:: TASKS AND EXERCISES ::
- A) Answer each question from the Hizballah excerpt, one line each.
(i) Near which city were the prisoners captured?
(ii) What did Hizballah do about the video, because of the damage it might do to its image?
(iii) According to President Obama, what does the United States remain steadfast in?
- B) Carry the Hizballah excerpt forward from its final sentence.

It's not difficult to see why Hizballah acted to prevent the broadcast. The interview, with the soft-spoken and (shockingly) sympathetic prisoners, has since been posted on YouTube, and is an unmitigated embarrassment for the militia. The prisoners, who were captured near Aleppo when they made a wrong turn and found themselves in enemy territory, said they had only received minimal combat training prior to deployment. Worse, "contrary to what we understood was the reality" -- that is, what they had been told by Hizballah higher ups -- they did not find an Aleppo brimming with Sunni foreign fighters. Instead, they described an Assad regime military offensive staffed by Lebanese and Iraqi Hizballah, "a large number of Iranians," and "Afghani Fatamids [Shi'a]."
The story of these hapless Hizballahis does not jibe with the militia's carefully cultivated narrative of battlefield competence, nor with the rationale for its Syria deployment. Hizballah was concerned enough about the video's potential damage to its image that it quashed it.
Unlike Iran and its Lebanese proxy, Washington appears far less concerned about its standing in the region. To be sure, the release of U.S. military and civilian captives held by Iran is a priority, but when the Administration doesn't push back in the face of continued provocations, it has a corrosive impact on U.S. credibility. As a result, today, when President Obama says that the United States "remain[s] steadfast in opposing Iran's destabilizing behavior," it simply beggars belief in palace and on street alike.

:: PROVIDED MATERIAL ::
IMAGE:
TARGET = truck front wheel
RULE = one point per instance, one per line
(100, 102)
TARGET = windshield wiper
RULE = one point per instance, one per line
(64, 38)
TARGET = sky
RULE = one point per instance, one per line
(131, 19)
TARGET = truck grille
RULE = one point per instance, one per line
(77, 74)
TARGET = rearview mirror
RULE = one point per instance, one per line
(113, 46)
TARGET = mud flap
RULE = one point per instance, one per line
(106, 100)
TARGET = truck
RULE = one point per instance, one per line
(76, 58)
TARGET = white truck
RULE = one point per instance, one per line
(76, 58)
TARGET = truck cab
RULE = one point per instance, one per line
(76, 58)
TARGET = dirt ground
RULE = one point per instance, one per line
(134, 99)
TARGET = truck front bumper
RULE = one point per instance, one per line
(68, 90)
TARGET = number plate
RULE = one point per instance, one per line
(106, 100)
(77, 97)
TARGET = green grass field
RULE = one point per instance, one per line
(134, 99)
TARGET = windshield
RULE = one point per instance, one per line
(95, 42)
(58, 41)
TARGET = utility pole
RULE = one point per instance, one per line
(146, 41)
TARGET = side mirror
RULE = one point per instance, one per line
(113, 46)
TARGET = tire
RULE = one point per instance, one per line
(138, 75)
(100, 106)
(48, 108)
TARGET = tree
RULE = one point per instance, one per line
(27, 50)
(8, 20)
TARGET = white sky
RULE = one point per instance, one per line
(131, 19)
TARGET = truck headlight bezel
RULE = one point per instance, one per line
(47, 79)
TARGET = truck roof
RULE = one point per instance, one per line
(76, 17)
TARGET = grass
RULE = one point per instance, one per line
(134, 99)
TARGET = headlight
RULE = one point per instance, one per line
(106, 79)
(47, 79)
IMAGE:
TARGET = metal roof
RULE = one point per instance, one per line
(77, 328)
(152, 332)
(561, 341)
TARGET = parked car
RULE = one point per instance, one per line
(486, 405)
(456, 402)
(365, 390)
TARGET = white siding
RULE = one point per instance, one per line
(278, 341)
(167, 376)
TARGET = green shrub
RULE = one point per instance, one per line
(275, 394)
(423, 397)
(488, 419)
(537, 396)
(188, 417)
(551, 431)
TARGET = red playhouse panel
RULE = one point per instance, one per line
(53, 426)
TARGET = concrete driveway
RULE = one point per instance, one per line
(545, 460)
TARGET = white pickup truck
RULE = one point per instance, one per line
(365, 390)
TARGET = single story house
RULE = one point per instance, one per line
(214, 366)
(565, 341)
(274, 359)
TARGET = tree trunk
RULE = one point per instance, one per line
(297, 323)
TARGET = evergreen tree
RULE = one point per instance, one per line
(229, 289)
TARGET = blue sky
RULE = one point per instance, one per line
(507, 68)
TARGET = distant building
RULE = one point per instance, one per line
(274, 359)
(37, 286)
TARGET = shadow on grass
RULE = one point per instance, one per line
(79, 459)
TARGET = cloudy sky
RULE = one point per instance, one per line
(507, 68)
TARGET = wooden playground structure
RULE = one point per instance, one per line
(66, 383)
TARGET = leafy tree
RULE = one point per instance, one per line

:: YOUR RESPONSES ::
- A)
(i) Near Aleppo.
(ii) It quashed it.
(iii) Opposing Iran's destabilizing behavior.

- B)
Indeed, across the Middle East, Washington's traditional Sunni allies are increasingly concerned about the credibility of Washington's security assurances vis-a-vis Iran. And for good reason. It's not just that President Obama publicly expresses ambivalence verging on disdain for Saudi Arabia. If the U.S. government didn't respond when Iran fired a missile within a mile of an American aircraft carrier transiting the Hormuz Straits in January, so the argument goes, what will Washington do when Iran targets Saudi Arabia?
In spite of Administration statements, Washington's traditional allies see that Iran continues its subversive activities with minimal or no consequence. From testing new ballistic missiles to reportedly smuggling armor-piercing explosively formed penetrators to Shi'a in Bahrain, the U.S. government response has been "measured," to use a State Department term that everyone understands really means tilting asymptotically toward zero.
So the provocations continue. Just two days after the January 18 prisoner swap between Washington and Tehran that succeeded in releasing Washington Post journalist Jason Rezian, who had been detained by the theocracy for a year and a half, Iranian-backed militias in Iraq kidnapped three Americans in Baghdad. Anyone could have predicted this consequence of lowering the moral hazard bar, and several people did.
Quite aside from violating the Geneva Conventions by broadcasting video of captured servicemen, according to international law the sailors were captured illegally in the first place. And yet after their release, Secretary Kerry thanked Iran for its cooperation. The old saw is that a diplomat is someone who thinks twice about saying nothing. That's supposed to be a dig, but it would have been a far better way to handle this particular matter than Secretary Kerry's thinking too little about saying too much.
No wonder then, that Iran persists in its subversive activities and what U.S. military officials describe as "unnecessarily provocative and unsafe" actions toward U.S. forces in theater. If the Obama Administration is truly committed to containing Iran in the wake of the nuclear deal, it needs to become more aware of how it is being perceived in the region. Diplomacy is important, but so too is credible deterrence. The wages of continued U.S. blandishment is an emboldened Iran.
David Schenker is the Aufzien Fellow and director of the Program on Arab Politics at The Washington Institute.